E O DISCO ‘O PAPA É POP’, AFINAL?
O QUINTO disco dos Engenheiros trazia algumas novidades. Tanto Gessinger quanto Licks estavam operando pedaleiras MIDI, que disparavam sons digitais, e Maltz tocou o disco inteiro num kit eletrônico. A própria banda produziu o disco. Boa parte do material foi composto entre um show e outro, com roadies montando o equipamento para a banda no hotel e todos preparando material juntos – ainda que as composições fossem quase todas só do baixista.
A FAIXA-TÍTULO trazia uma novidade que, pensando bem, era mais uma provocação: os Golden Boys e o Trio Esperança cantavam o refrão da música. Alguns anos antes, os Paralamas do Sucesso precisaram engolir o grupo vocal jovemguardista repetindo o refrão de Vital e sua moto no fim da faixa, a pedido da gravadora. No encarte, os Engenheiros pediam desculpas a “Lulu ‘Heil Gessinger’ Santos” embaixo da letra de O papa é pop. Isso porque Gessinger dera uma entrevista comparando o autor de Como uma onda a entertainers como Silvio Santos e o mágico David Copperfield.
LULU não apenas se sentiu ofendido como, de acordo com o engenheiro-chefe, descobriu seu telefone e ligou chamado Gessinger de “fascista”. Anos depois, foi convidado por Gessinger para produzir o disco Gessinger, Licks & Maltz (1992), mas não aceitou, justamente por causa do controle excessivo exercido pelo baixista (que já chegou com músicas, títulos e até esboço da capa).
O DIFÍCIL EXERCÍCIO DE VIVER EM PAZ
A MÚSICA O exército de um homem só (em duas partes), você deve saber, é inspirada no livro de mesmo nome, escrito pelo gaúcho Moacyr Scliar. Lançado originalmente em 1973, o livro conta a história de Mayer Guinzburg, um judeu que chegou a Porto Alegre ainda menino, vindo da Rússia. Ele adota o codinome Capitão Birobidjan, e se torna uma espécie de Don Quixote do bairro do Bom Fim, em Porto Alegre. Em briga com o pai, que queria que o filho fossse rabino, tenta construir o país socialista Nova Birobidjan.
EM 2011, após a morte de Scliar, Gessinger chegou a participar de uma homenagem ao escritor no Prêmio Açorianos de Literatura.

============================================================

ENUNCIADO A - Você pode alterar o trecho sobre o disco O papa é pop de "O QUINTO disco" a "só do baixista.", trocando "roadies" por "técnicos"?
ENUNCIADO B - Você pode escrever a continuação do trecho sobre os Engenheiros e o disco O papa é pop a partir do ponto em que ele termina?
O material que vem a seguir é independente do trecho sobre o disco.

EXTRATO DE DADOS -
============================================================

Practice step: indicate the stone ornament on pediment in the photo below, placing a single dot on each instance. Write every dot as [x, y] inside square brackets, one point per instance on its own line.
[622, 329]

============================================================

RESPOSTA ESPERADA A -
O QUINTO disco dos Engenheiros trazia algumas novidades. Tanto Gessinger quanto Licks estavam operando pedaleiras MIDI, que disparavam sons digitais, e Maltz tocou o disco inteiro num kit eletrônico. A própria banda produziu o disco. Boa parte do material foi composto entre um show e outro, com técnicos montando o equipamento para a banda no hotel e todos preparando material juntos – ainda que as composições fossem quase todas só do baixista.

RESPOSTA ESPERADA B -
UM MALUCO NOS ARES
HOMENAGEADO. O exército de um homem só, no disco, era uma homenagem ao aviador alemão Mathias Rust, um moleque de 18 anos que, em 1987, invadiu o espaço aéreo soviético, terminando com um pouso perto da Praça Vermelha, em Moscou. Mathias, que pilotava um monomotor Cessna, foi rastreado várias vezes pela poderosa defesa aérea soviética, mas acabou confundido com um avião local. Sua descida na União Soviética provocou caos no país, com o presidente Mikhail Gorbachev demitindo militares, reorganizando os cuidados nas fronteiras e tendo sua política de abertura (glasnost) severamente criticada.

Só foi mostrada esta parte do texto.